GIVEN TEXT –

Own,

I have let him go. I was having a bad day but not b/c I wanted him back.

My life was turned upside down in every way. The house is gone, the money is gone, the "couple" part is gone. There are times I my want parts of my life back, but not h.

The money issues and my d20's fragile welfare, are relevant to me today in the present. A whole lot of my future, (including the job search) hinges on how the proceedings go. I'm still not employed and I've gotten 2 "courtesy" interviews that may well lead to a job, but both would take months more.

I am fairly confident that once I know what I can rely on financially, I won't look back more than a few times a year when reminders or events trigger recall.

I see my marriage very differently now, and I see my h very differently now as well.
But I feel self aware and awake.


I don't want that marriage or that man, back. Of course My wounded ego would like some sort of karma recognition that h lost a great mate & family.

The wounded ego triggers some retrospections. But the struggle with the injustice of this - is not the same as a desire for a reconciliation.

I am at peace with not being married to h again, ever. The man I loved and married is effectively dead to me. Any hope I have for the father of my children rebuilding something with them, exists in an abstract way, but I'm much better that I was before, in accept that their r's are not my responsibility. (That release has been good for me).

[Dataset records]
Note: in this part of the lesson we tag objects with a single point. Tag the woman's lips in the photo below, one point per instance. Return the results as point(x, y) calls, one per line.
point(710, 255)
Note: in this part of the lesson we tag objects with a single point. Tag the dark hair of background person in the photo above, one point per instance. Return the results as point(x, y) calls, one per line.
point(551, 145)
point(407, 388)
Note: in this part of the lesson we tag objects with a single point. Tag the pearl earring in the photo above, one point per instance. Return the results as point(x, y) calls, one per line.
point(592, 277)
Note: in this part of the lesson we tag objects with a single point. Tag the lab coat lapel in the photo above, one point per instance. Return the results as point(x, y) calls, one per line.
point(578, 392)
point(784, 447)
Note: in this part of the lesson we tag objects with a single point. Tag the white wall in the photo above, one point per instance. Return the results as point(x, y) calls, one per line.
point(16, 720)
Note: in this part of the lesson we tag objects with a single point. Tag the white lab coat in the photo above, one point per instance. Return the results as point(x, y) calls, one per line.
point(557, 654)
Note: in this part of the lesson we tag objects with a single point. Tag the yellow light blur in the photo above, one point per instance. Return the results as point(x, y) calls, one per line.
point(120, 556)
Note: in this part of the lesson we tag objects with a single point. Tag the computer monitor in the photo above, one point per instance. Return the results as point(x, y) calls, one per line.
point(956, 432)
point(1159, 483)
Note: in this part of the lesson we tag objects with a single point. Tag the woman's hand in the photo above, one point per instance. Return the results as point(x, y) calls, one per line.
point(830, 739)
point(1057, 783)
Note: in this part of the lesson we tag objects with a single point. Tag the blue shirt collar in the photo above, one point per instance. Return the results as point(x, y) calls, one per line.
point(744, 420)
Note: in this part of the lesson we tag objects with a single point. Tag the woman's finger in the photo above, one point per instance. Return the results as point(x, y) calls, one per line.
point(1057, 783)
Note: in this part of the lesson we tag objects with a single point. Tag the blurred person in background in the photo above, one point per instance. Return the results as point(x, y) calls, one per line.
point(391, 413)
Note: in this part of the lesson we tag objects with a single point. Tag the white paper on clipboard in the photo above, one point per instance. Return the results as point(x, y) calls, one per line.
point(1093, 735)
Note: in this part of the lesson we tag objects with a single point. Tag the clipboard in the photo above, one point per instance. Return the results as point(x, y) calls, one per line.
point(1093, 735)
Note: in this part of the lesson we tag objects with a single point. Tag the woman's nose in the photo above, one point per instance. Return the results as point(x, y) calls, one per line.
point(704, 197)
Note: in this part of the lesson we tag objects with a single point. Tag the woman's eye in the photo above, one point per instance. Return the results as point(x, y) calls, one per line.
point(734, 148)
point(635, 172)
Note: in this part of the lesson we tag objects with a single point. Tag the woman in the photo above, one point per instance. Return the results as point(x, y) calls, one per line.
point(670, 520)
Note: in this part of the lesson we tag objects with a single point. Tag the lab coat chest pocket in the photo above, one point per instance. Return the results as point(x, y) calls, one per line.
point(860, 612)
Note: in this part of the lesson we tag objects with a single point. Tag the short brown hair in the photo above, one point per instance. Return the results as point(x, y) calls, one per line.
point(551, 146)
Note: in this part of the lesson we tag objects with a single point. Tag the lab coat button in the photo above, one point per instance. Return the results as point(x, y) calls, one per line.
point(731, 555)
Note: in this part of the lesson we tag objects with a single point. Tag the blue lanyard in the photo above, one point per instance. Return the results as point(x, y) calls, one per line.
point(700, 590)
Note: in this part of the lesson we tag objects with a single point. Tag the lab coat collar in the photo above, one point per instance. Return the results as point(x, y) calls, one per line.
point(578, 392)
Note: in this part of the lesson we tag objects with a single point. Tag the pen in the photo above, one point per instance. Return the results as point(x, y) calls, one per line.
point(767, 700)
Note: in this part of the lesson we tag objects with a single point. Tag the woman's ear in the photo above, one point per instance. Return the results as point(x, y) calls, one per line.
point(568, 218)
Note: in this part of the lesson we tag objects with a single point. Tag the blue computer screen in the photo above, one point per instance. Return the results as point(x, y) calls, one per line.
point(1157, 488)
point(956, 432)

CHECK YOUR UNDERSTANDING –
1: In the given text, what does the writer say triggers looking back, and how does the writer separate that from wanting the marriage back?
2: List every part of the writer's life that the given text says is gone.
3: Translate this sentence from the given text into Spanish: "I am fairly confident that once I know what I can rely on financially, I won't look back more than a few times a year when reminders or events trigger recall."

TASK-BY-TASK RESULTS –
1: The writer's wounded ego triggers some retrospections, because it would like some sort of karma recognition that h lost a great mate and family. The writer says that struggling with the injustice of this is not the same as a desire for a reconciliation.

2:
- The house
- The money
- The "couple" part

3: Tengo bastante confianza en que, una vez que sepa con qué puedo contar económicamente, no miraré atrás más que unas pocas veces al año, cuando algún recordatorio o acontecimiento me traiga recuerdos.